▸ STORED ROWS:
· · ·

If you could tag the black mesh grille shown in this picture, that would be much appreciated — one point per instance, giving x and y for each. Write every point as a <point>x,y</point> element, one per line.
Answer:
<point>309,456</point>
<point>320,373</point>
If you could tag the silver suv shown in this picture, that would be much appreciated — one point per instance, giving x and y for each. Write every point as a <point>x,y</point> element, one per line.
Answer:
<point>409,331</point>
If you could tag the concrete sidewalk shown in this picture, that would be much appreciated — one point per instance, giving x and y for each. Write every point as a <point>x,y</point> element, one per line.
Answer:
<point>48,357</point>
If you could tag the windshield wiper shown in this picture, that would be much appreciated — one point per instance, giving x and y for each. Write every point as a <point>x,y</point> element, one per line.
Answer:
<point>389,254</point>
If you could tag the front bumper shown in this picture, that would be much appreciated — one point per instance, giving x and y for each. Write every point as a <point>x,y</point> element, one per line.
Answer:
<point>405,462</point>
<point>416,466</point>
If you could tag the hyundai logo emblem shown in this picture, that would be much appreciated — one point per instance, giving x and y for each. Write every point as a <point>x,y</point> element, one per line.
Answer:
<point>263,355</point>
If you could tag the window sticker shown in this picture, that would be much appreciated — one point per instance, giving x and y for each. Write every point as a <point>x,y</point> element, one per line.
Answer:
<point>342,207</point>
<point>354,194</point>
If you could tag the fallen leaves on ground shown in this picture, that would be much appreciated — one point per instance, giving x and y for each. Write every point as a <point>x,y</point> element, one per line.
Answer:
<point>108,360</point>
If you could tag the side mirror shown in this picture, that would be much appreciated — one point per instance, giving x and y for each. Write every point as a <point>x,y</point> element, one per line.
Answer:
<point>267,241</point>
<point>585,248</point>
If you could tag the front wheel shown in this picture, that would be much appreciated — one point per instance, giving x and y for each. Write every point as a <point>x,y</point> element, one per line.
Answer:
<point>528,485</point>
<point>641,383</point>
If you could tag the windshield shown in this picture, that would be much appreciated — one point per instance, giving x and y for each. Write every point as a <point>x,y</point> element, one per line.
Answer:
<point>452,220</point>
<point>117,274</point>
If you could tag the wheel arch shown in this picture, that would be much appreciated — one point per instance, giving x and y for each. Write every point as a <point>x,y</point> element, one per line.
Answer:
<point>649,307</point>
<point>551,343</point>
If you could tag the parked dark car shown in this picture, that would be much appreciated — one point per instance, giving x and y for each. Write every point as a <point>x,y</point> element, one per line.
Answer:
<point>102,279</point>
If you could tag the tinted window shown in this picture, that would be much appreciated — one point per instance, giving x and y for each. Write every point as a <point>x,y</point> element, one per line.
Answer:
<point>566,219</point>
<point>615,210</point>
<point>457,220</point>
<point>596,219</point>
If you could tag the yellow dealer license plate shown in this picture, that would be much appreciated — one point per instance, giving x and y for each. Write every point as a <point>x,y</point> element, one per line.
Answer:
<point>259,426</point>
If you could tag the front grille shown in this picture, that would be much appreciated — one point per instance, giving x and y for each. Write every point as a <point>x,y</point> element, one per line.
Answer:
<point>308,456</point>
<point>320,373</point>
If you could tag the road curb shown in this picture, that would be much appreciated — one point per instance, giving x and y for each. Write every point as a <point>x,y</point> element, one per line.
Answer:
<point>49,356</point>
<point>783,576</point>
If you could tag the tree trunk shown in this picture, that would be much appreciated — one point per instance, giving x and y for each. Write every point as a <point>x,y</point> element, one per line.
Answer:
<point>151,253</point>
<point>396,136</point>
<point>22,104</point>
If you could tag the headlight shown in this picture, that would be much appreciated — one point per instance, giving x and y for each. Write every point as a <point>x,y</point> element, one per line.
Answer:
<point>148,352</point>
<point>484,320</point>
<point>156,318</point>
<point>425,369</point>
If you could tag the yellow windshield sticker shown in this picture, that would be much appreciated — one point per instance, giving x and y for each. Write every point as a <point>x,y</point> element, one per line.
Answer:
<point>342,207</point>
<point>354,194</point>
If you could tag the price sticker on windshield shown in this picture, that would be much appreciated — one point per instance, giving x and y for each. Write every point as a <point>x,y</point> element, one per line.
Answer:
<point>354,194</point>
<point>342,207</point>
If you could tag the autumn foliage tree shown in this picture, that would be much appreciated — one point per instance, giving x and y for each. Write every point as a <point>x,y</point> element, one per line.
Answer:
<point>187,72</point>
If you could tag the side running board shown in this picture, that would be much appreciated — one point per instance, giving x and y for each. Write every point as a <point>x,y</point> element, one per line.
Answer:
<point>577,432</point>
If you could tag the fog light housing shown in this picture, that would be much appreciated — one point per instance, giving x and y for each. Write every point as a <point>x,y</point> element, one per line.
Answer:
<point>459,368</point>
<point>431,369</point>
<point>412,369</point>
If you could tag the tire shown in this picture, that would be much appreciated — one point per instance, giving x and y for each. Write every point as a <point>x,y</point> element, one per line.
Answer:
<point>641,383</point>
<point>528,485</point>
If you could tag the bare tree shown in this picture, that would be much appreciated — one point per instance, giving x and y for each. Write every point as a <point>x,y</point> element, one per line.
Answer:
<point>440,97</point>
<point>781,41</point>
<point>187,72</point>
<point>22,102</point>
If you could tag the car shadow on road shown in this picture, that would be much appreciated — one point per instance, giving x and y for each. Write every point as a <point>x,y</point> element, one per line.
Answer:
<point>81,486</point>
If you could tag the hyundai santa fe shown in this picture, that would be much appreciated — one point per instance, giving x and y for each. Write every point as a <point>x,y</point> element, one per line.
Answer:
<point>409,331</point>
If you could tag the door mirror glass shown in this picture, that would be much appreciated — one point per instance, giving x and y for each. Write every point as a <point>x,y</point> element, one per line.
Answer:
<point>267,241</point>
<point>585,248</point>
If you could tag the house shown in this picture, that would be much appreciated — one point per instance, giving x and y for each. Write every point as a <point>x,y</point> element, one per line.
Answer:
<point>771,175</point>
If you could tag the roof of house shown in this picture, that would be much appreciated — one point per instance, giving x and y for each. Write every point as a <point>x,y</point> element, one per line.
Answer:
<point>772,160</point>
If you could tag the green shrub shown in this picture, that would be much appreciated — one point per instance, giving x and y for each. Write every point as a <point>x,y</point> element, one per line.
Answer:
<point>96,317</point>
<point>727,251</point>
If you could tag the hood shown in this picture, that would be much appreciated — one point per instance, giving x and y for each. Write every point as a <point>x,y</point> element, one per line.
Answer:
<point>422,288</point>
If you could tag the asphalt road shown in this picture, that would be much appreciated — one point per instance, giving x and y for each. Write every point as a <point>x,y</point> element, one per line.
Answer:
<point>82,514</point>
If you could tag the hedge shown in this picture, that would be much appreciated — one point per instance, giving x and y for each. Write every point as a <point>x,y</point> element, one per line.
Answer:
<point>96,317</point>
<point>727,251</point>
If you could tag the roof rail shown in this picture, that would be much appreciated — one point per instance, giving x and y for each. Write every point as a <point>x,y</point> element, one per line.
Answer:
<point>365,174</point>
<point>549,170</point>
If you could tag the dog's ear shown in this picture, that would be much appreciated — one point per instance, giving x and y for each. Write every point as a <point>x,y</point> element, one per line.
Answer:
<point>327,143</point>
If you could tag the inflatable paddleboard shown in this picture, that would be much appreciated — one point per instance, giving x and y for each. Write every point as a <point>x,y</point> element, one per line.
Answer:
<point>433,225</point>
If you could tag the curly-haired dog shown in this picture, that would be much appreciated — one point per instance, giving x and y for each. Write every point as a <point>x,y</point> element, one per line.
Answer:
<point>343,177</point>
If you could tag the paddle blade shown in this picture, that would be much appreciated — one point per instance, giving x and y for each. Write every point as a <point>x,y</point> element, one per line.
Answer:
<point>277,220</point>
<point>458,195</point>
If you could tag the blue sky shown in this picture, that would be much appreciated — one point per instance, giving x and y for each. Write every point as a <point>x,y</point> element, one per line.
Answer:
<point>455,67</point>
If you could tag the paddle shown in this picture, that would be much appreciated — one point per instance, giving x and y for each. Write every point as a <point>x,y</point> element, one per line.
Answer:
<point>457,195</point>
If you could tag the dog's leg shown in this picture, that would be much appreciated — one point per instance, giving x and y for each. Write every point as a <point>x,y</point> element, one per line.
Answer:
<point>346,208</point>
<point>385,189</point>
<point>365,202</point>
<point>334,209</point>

· · ·

▸ WRITTEN PROBLEM: Format the lines from the one containing "If you could tag the paddle shown" through the last line of the data as a Markdown table with a "Row" column for the row number and a "Line" column for the line. Leave out any blank lines.

▸ THE SOLUTION:
| Row | Line |
|---|---|
| 1 | If you could tag the paddle shown in this picture, that would be much appreciated — one point per instance, giving x and y for each. Write every point as a <point>x,y</point> element, one per line. |
| 2 | Answer: |
| 3 | <point>457,195</point> |
| 4 | If you could tag the dog's leg shown in this picture, that would be much appreciated — one point per instance, giving x and y for each. Write every point as a <point>x,y</point> element, one per line. |
| 5 | Answer: |
| 6 | <point>346,208</point> |
| 7 | <point>385,189</point> |
| 8 | <point>365,202</point> |
| 9 | <point>334,209</point> |